*** Block opens ***
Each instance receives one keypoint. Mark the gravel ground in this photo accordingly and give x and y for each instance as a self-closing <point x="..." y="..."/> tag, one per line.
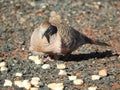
<point x="98" y="19"/>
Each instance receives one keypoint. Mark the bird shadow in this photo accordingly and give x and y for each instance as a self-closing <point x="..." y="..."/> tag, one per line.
<point x="80" y="57"/>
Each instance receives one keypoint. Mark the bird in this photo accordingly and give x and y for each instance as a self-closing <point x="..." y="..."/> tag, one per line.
<point x="55" y="37"/>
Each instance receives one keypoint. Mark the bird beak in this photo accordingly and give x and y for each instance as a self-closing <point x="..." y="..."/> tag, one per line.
<point x="49" y="32"/>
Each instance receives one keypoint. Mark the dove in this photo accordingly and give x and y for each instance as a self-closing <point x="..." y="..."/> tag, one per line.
<point x="55" y="37"/>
*** Block closes ***
The problem: For each record above, write out every line exactly and skip the pictures.

Answer space:
Each instance receives one keypoint. Mark the gravel ground in this photo accordingly and give x and y for each instance as a self-closing <point x="..." y="..."/> tag, one per line.
<point x="98" y="19"/>
Each instance receives one keypoint. Mark the bird shadow in this photo accordingly and give x and y for each instance as a self-closing <point x="..." y="..."/> tag, one per line.
<point x="80" y="57"/>
Each instance receives one keypoint. Mark the bird in this photo accordingly and give x and y for each instance as a self-closing <point x="..." y="..."/> tag, one per line.
<point x="55" y="37"/>
Each instance receives one keypoint. Mark the bird beak in this photo accordingly and give x and y for each instance as a self-closing <point x="..." y="..."/> tag, one per line.
<point x="49" y="32"/>
Each instance receives one keypoint. Mark the dove in this photo accordingly and give x and y for each instance as a self-closing <point x="..." y="..."/> tag, one per line.
<point x="55" y="37"/>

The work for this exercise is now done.